--- START TEXT PASSAGE ---
Is this surprising? I think it's expected, when most published numbers from Google suggest that this is only 2x over DistBelief, which Adam Coates improved upon 6x (http://www.cs.stanford.edu/~acoates/papers/CoatesHuvalWangWu...) in 2013. Coming from a HPC background, DistBelief (and sometimes MR in general) has always felt like a square being forced into a round hole. Sure it "scales" but it's not how you would build a system from scratch to meet the same computational needs. Moving data around is much slower than doing extra math.
DNNs provide some interesting opportunities for domain specific optimization with lossy math because empirically it seems that the solutions dont require significant precision. Something like a general Tensor library holds you back from using some of the tricks like synchronization-free hogwild, where it wouldn't be appropriate in other scenarios where more exact computation is necessary.
One interesting step towards this is their implementation of lossy compression with a custom 16-bit half float representation. However a lot of people are dialing down the precision even further, including one of the authors of TensorFlow (http://petewarden.com/2015/05/23/why-are-eight-bits-enough-f...).
Scott Gray, one of the principle engineers at Nervana Systems, has a very wise reply in the github thread - they aren't doing much to optimize for memory locality, and wont have amazing speedups until that happens.
From Google's perspective it is probably more about how TensorFlow scales out horizontally. If a researcher fires off a Borg run (or whatever they use now) and the job takes a few thousand CPUs, no problem, at least for research.
They must have better optimization a for running in production, such as in place operations.
I'm going to say something unpopular, but horizontally-scaled deep learning is overkill for most applications.
Can anyone here present a use case where they have personally needed horizontal scaling because a Titan X couldn't fit what they were trying to do? It's the thing I hear talked about the most and used the least.
The biggest misunderstanding I've heard is "I have petabytes of data so I need multi-GPU", but NNs are trained on batches of data, so it doesn't matter. It's the model that must fit, but 12gb can fit a big model.
The whole "who can build the biggest net" is like building the fastest car: it's for show, the slower ones are way more cost effective and get you there just as well.
Keras is my present deep learning library recommendation--it's like torch 7 but in python and theano. Multi-GPU is roadmap because there's a lot more going on in deep learning that acts as a bigger differentiator than horizontal scaling.
For the record, when I say scaling, I'm not talking about having multiple machines serve multiple requests (that's a good reason to purchase more machines), I'm talking about spreading your gradient computations and/or model weights across machines or GPUs.
I suspect this is a just-so-tale because the capability is so new and the GPU programming skill required to implement it efficiently is so rare. TLDR: just say no to parameter server (most of the time).
But IMO the real obstacle to horizontal scaling is the communication between servers not the usefulness of doing so. Within a server, one can pack 8 TitanX/M40 GPUs with high speed 13 GB/s P2P communication between them (and up to 16 GPUs in various unproven science project servers). That's ~50 TFLOPs and 96 GB in a box. That rocks. Just ask the guys at mindori (if they ever ship that is).
--- END TEXT PASSAGE ---
* TASKS FOR THIS EXERCISE:
**a)** Answer each item from the forum thread on deep learning scaling:
(i) How many bits does TensorFlow's custom half float representation use?
(ii) How many gigabytes of memory does the thread say can fit a big model?
(iii) How many TitanX/M40 GPUs can be packed into one server with high-speed P2P communication?
**b)** Resume the forum thread on deep learning scaling, picking up right after its last sentence.
--- START ENTRIES SUPPLIED ---
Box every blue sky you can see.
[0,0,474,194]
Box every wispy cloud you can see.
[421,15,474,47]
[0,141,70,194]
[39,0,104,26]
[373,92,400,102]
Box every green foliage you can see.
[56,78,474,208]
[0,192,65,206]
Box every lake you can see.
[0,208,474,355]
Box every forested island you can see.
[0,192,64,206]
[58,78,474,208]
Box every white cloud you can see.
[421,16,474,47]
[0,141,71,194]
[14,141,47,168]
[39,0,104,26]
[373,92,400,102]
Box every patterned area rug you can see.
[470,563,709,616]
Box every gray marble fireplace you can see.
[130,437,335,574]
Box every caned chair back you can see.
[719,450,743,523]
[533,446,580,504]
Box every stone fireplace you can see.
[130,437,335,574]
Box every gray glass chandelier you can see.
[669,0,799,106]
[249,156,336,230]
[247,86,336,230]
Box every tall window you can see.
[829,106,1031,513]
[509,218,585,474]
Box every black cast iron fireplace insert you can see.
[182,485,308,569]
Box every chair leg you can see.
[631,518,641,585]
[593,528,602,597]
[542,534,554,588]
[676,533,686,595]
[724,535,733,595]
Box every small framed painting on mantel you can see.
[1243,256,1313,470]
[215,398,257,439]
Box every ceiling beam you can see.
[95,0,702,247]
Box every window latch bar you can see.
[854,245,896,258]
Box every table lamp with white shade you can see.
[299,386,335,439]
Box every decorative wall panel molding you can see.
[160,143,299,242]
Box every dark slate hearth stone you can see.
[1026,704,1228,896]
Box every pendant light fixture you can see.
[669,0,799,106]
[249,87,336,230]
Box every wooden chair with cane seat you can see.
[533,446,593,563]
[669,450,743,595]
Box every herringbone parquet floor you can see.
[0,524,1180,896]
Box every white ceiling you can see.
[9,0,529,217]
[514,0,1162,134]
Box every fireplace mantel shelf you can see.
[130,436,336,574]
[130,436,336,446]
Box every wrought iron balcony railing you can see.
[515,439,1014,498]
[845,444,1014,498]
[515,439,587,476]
--- END ENTRIES SUPPLIED ---
* TASK RESULTS:
**a)**
(i) 16 bits
(ii) 12 GB
(iii) 8

**b)**
But between servers lies a sippy straw of 100 Gb/s Infiniband at best or worst-case, ~1 Gb/s on AWS GPU servers with freaky nearest neighbor weather. If you can't make efficient use of 8 GPUs in a single box, I agree, don't bother breaking out to the next server.
That said, frameworks like mxnet have opened the floodgates to experimenting with larger models and more distributed training algorithms. Time will tell if this pans out. But 2 years ago, Andrew Ng's group showed 12 GTX 680s distributed across 3 servers kicking the crap out of Google Brain. I expect more of this, not less, in the near future.
For big LSTMs and long-ish sequences, the intermediate gradients can take up a huge amount of memory - often more than the model parameters themselves. In my experience it is mostly big LSTMs that need the 12GB+ GPUs. You can reduce the batch size to help this a bit, or train using trucated BPTT but RNN training is already a slow, sequential business.
Of course, there are no clear wins (generally, losses) in computation by scaling RNNs horizontally on GPUs - but sometimes you really do need more than 12GB.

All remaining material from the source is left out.